-- Start --
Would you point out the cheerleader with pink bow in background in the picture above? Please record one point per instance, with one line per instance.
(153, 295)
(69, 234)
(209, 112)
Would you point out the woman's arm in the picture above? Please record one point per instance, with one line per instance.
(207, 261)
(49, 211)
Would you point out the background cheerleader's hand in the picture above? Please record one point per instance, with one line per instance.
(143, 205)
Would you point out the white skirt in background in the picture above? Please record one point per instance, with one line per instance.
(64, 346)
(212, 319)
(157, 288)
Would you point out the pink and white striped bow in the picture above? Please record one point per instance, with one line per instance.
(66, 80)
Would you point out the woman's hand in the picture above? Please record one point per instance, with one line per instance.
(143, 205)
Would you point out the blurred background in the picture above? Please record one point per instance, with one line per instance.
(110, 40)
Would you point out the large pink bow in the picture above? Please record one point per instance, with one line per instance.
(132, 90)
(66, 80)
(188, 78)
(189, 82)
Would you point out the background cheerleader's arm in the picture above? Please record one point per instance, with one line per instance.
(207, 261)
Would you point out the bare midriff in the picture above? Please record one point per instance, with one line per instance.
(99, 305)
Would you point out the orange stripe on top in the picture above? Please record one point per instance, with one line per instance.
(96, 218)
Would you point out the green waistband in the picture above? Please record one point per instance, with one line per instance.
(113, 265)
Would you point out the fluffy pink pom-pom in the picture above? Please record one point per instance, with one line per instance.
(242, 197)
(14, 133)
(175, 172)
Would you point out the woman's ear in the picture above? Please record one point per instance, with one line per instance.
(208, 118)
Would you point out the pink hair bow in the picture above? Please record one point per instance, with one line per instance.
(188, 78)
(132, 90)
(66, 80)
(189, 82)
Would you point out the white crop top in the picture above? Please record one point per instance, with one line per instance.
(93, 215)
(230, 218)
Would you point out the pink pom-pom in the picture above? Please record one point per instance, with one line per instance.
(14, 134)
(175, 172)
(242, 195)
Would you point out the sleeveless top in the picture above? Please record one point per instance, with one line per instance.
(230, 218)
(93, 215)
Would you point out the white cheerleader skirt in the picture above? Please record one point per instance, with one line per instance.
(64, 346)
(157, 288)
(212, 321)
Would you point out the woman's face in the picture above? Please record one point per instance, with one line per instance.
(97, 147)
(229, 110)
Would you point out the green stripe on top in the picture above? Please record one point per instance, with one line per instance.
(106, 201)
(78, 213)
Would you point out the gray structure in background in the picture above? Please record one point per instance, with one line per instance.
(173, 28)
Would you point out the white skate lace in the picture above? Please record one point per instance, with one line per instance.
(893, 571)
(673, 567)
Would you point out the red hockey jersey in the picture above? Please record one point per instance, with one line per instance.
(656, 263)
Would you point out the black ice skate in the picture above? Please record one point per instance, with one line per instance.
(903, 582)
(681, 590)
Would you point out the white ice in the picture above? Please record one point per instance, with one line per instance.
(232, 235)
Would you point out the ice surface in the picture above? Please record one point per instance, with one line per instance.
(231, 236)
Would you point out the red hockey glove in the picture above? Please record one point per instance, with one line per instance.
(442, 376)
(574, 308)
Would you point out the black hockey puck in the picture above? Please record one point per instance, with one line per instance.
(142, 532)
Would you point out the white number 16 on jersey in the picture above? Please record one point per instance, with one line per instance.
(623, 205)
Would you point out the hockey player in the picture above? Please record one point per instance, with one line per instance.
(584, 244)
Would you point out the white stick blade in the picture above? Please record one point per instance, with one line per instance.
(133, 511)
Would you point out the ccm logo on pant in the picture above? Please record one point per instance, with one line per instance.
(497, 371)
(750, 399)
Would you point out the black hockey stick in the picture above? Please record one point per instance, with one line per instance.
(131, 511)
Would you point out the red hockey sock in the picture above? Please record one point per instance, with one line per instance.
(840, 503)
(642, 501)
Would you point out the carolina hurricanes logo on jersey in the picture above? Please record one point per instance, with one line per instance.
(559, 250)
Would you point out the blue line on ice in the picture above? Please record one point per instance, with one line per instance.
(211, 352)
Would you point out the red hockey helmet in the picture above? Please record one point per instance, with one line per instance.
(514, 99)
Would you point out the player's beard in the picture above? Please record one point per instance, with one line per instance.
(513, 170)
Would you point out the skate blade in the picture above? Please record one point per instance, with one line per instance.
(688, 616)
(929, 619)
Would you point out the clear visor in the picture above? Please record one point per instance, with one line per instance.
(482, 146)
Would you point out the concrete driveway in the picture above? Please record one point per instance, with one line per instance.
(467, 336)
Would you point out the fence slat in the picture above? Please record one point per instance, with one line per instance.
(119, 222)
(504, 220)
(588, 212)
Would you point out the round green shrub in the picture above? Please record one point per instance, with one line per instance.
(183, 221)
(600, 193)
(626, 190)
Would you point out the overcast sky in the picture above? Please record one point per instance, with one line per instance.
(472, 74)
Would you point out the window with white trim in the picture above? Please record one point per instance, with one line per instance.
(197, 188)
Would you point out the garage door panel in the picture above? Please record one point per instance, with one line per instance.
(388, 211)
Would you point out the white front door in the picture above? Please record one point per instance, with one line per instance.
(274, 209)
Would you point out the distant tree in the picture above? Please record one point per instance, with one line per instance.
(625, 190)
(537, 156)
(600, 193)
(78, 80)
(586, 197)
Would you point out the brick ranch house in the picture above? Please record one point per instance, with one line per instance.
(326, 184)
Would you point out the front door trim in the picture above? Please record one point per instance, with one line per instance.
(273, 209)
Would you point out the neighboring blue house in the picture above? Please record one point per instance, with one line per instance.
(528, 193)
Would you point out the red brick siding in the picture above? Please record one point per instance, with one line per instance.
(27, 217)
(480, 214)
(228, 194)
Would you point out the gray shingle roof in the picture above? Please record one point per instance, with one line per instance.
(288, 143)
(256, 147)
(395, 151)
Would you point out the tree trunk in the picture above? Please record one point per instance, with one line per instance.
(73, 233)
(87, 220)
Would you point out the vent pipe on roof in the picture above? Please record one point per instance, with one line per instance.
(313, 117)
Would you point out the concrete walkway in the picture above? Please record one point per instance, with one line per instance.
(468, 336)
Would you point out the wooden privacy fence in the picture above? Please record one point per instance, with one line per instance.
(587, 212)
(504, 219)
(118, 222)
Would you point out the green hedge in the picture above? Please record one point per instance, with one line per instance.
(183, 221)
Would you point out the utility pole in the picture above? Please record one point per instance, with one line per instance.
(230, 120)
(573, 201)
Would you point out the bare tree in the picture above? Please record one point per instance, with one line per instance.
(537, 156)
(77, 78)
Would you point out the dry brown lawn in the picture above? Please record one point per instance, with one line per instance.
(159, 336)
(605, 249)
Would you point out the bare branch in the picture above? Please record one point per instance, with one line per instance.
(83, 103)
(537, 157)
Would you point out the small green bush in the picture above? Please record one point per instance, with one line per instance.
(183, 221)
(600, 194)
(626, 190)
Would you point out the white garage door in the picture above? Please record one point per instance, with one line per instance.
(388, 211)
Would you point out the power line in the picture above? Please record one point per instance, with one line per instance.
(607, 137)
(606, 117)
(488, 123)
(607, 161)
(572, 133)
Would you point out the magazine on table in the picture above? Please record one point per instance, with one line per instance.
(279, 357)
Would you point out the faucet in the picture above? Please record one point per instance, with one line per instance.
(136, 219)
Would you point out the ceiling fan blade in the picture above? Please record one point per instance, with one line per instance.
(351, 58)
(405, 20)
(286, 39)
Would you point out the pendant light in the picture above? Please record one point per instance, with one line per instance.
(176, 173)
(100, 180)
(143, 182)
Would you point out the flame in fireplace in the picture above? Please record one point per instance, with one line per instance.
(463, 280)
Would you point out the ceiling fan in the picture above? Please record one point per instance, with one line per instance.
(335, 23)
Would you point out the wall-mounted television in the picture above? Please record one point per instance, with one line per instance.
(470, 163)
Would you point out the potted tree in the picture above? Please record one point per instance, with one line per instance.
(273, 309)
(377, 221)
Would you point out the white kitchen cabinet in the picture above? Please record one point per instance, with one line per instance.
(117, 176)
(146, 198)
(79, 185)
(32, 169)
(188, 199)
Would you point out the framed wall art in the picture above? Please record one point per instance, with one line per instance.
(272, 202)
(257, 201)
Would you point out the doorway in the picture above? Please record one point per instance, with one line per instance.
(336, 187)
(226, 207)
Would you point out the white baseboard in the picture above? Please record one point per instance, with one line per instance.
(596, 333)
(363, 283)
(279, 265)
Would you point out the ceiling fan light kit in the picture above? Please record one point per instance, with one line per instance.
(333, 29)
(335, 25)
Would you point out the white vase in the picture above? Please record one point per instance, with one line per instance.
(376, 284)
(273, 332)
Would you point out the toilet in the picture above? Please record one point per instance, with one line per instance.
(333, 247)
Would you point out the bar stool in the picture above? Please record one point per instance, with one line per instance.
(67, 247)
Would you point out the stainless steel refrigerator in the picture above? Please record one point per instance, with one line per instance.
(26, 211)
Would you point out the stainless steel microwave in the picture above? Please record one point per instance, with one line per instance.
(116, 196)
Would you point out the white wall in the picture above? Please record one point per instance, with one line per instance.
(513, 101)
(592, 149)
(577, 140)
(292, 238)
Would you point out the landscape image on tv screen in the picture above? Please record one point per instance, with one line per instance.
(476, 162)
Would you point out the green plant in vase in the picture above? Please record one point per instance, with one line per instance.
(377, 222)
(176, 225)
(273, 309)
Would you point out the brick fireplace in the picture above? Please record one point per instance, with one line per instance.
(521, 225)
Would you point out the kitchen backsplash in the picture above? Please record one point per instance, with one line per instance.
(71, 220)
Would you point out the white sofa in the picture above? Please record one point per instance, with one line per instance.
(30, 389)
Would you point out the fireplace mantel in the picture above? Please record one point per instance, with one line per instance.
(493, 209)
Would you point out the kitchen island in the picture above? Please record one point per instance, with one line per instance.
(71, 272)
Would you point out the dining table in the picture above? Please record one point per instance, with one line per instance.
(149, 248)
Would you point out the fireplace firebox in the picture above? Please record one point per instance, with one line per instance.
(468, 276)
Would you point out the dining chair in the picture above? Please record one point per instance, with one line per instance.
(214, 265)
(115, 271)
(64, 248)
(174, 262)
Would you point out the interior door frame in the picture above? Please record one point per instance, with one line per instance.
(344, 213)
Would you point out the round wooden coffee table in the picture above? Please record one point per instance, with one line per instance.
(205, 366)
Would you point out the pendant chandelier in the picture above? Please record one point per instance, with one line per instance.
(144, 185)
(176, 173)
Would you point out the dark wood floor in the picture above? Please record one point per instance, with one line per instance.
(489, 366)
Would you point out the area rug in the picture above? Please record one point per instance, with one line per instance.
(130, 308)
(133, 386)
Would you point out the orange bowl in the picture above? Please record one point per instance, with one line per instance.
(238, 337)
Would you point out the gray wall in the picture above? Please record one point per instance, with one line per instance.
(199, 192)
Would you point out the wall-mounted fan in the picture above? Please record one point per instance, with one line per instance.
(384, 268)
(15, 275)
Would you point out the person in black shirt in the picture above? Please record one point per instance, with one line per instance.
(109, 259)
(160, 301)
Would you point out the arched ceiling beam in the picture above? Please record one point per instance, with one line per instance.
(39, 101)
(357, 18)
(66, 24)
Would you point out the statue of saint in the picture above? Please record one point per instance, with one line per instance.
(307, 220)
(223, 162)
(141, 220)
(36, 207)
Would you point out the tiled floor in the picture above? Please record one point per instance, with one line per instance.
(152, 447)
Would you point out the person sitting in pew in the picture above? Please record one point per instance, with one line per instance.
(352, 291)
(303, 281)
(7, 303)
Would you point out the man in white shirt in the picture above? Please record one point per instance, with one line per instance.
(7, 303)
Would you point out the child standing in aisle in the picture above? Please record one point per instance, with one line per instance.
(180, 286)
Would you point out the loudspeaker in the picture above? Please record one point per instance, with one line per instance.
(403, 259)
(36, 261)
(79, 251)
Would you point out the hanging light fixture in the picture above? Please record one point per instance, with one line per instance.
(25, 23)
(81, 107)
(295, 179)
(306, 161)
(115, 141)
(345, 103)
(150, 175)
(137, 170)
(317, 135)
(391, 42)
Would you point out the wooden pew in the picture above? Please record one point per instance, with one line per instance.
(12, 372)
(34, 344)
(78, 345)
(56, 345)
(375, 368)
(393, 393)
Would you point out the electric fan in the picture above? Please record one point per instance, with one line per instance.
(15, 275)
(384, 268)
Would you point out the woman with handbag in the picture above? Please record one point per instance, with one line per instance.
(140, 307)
-- End --
#### Task details
Please put everything from the line containing "Would you point out the electric" down to the last line into a two-column CSV with the headers "text" and "answer", giving each line that asks for points its own row with the coordinate lines beneath it in the answer field. Quote every field and turn line breaks into spaces.

#### Reply
text,answer
"Would you point out the electric fan in the picture above? Please record one point per instance, with one line per instance.","(15, 275) (384, 268)"
"Would you point out the woman with handbag in the picture above? Please record one point per instance, with one line per instance.","(140, 307)"